» SELECTED EXTRACT

A basic rule in reading a text that comes from a different time, place, and culture is that you need to realise that the author was not writing for you, and your idea of what he ought to be trying to do, and whether he has succeeded in his aims, is likely to be irrelevant.

Augustine was addressing an audience who were trained in a very different culture from the one you know, and that audience respected him greatly. He was a professor of rhetoric before he was a bishop, and knew how to grab and hold the attention of people raised with expectations of spoken persuasion expressed in grammatically elaborate Latin, a style of prose that was in principle meant to be heard spoken aloud rather than read - rhetoric was the art of being a public speaker who persuaded an audience by art as much as by content. If when reading an English translation of Augustine's writing you can't see now what his contemporaries saw, the appropriate reaction is to realise that you have a mountain of understanding to climb. Some of us enjoy doing that; others may not.

» RECORDS SUPPLIED
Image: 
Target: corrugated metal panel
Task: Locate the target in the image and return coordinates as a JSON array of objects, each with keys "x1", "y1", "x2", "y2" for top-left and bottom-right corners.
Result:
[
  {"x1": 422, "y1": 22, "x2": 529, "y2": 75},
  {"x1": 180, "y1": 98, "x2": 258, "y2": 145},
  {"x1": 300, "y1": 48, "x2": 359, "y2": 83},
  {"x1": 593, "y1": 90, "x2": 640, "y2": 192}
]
==
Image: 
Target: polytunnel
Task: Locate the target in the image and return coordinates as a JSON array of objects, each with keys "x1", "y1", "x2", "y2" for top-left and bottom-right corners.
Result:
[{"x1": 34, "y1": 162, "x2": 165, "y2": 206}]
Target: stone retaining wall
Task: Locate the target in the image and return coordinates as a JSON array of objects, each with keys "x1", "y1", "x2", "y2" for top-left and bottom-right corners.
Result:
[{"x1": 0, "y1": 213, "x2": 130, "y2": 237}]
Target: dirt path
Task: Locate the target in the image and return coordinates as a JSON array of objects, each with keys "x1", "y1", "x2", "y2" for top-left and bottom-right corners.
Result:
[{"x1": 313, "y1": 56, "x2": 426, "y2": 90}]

» REQUIRED WORK
1. In the passage on reading Augustine, what was Augustine's job before he was a bishop?
2. Pick up the passage on reading Augustine where it ends and keep writing it.
The records have nothing to do with what comes next.

» RESPONSES BY TASK
1. He was a professor of rhetoric.

2.
The fact that Augustine was writing in a different culture may be why he needed an editor. It doesn't mean that he didn't.

I think the reason I'm happy to say he needed an editor is that I do take him seriously, after all these centuries. He's worth treating like the speaker who just came to give a seminar. Nobody is likely to treat me like that after 1600 years. A sixteen-hundred-year-old writer only needs 95% of his text stripped away to be worth reading today? That's one amazing ancient writer.

On the one hand it would be idiotic to complain that Augustine wrote bad English, or didn't know his way around New York City. If I'm not prepared to translate thoughts from unfamiliar cultures, whether ancient or modern, then I'm just cutting myself off from most of what other humans have done, an intellectual hermit. On the other hand, though, verbose writing is possible in any culture. Many great thinkers in every age have been bad writers. Being an ancient Roman doesn't make anyone exempt from the charge.

At some point having respect for writers from other cultures can be too much like the kind of chivalrous respect for women that opens doors for the ladies and never hears what they say.
I was a teenager before it was cool.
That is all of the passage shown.